___ TEXTO PROPORCIONADO ___

La noción de dolor se relativiza: basta tener 15 años, la edad de Ana Frank cuando murió infectada de tifus, para ser un veterano de la tristeza. A mitad de su adolescencia, la niña que quería entregar sus esfuerzos a las palabras vio que la vida, a veces, no consiste en caerse y levantarse: puede ser una caída sin concesiones. La crisis del 29 borró el negocio de la familia: un banco. Cuando gateaba, los miembros de la SA, las tropas de asalto del partido nazi, patrullaban las calles de Fráncfort. “La sangre judía debe salpicar la navaja…”, coreaban al unísono. (Ver especial de la Feria del Libro de Bogotá)
Ante el clima de tensión, la familia Frank decidió huir a Ámsterdam. Esa melancolía del migrante se multiplicó al pasar dos años y medio ocultándose en el ático de la empresa de su padre. Pero lo oscuro pare luz y eso la consolaba: “Mientras otros muestran su heroísmo en la guerra o frente a los alemanes, nuestros protectores lo hacen con su buen ánimo y el cariño que nos demuestran”, dice una de sus notas escrita el 28 de enero de 1944, que cuelga en uno de los pendones de la exposición.

___

CONJUNTO DE TAREAS:
- 1) Traduzca al inglés la siguiente oración del texto sobre Ana Frank: «Ante el clima de tensión, la familia Frank decidió huir a Ámsterdam.»
- 2) Transcriba del texto sobre Ana Frank el fragmento comprendido entre "La noción de" y "Libro de Bogotá)", ambos incluidos.
Básese exclusivamente en el texto proporcionado para resolver las tareas.

___ LÍNEAS MOSTRADAS ___

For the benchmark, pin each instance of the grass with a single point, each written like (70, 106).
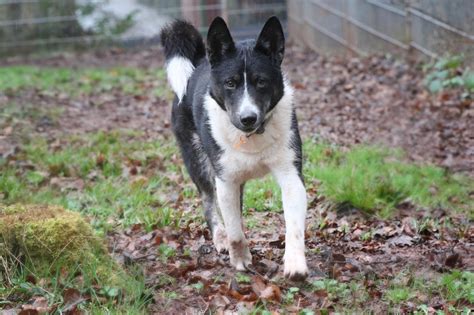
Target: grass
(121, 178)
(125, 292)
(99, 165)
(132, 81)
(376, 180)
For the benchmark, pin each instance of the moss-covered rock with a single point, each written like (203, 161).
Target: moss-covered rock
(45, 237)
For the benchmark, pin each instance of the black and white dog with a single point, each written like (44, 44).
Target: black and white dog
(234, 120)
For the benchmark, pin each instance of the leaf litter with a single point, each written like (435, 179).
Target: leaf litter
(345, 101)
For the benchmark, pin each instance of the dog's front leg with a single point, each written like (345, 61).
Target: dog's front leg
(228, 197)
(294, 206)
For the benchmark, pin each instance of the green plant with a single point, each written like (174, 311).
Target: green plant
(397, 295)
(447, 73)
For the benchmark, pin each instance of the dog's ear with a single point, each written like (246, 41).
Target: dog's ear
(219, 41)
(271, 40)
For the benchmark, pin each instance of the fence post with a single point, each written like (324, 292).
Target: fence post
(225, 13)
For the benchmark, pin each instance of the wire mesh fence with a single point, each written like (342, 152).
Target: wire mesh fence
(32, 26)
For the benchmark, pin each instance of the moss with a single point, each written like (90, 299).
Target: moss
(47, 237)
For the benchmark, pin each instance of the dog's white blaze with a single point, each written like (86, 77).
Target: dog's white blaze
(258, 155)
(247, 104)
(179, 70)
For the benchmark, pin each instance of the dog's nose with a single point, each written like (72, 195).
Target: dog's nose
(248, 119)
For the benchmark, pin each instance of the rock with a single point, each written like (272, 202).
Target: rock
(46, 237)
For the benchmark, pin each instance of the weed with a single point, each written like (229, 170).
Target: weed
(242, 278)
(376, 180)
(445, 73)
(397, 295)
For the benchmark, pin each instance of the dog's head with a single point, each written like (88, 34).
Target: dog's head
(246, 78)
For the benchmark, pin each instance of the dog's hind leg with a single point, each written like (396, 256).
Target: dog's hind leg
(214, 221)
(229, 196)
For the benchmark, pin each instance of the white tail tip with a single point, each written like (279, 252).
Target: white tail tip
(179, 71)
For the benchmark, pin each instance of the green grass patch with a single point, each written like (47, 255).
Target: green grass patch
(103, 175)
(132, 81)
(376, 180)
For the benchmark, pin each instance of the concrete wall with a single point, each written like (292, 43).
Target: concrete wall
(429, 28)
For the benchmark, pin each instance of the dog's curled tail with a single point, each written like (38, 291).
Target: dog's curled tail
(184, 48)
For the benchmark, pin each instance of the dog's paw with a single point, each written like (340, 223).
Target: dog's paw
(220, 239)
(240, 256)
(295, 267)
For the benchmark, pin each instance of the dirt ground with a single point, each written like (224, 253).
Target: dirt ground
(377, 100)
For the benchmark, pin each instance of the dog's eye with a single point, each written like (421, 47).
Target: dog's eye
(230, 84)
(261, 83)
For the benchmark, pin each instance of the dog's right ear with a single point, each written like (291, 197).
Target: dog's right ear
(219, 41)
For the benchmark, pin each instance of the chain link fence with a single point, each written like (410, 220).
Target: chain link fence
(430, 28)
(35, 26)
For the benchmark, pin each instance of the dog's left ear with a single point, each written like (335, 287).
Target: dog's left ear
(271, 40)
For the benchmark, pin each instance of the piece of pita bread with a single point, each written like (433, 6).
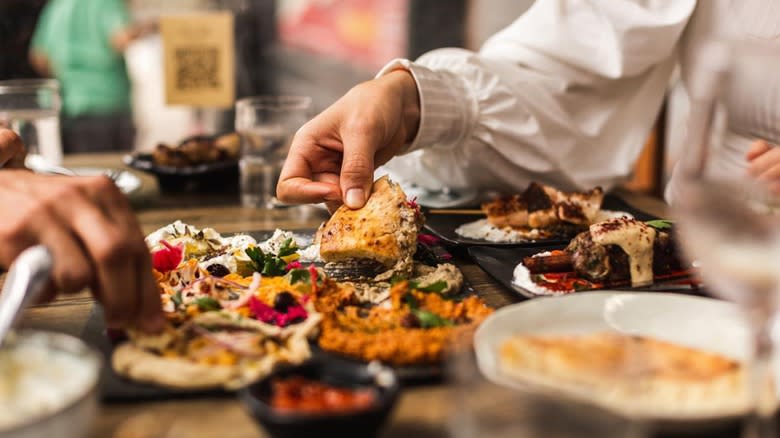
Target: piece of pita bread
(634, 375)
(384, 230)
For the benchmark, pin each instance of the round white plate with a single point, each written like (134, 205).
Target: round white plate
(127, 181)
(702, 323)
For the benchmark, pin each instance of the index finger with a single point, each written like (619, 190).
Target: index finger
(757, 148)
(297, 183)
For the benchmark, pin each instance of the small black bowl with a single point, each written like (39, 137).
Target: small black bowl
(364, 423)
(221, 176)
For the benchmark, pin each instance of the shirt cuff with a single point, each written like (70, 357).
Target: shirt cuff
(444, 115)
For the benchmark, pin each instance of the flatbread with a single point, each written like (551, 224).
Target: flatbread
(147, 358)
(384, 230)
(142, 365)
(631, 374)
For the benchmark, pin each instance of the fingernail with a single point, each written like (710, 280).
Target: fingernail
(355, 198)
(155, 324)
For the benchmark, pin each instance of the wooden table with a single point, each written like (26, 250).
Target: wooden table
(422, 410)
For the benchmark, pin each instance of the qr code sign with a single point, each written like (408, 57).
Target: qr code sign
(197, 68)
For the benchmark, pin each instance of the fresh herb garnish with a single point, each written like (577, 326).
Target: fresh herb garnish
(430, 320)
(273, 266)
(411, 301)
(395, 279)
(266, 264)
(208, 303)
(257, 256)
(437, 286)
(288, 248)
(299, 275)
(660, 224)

___

RESULTADOS EN ORDEN:
- 1) Faced with the climate of tension, the Frank family decided to flee to Amsterdam.

- 2)
La noción de dolor se relativiza: basta tener 15 años, la edad de Ana Frank cuando murió infectada de tifus, para ser un veterano de la tristeza. A mitad de su adolescencia, la niña que quería entregar sus esfuerzos a las palabras vio que la vida, a veces, no consiste en caerse y levantarse: puede ser una caída sin concesiones. La crisis del 29 borró el negocio de la familia: un banco. Cuando gateaba, los miembros de la SA, las tropas de asalto del partido nazi, patrullaban las calles de Fráncfort. “La sangre judía debe salpicar la navaja…”, coreaban al unísono. (Ver especial de la Feria del Libro de Bogotá)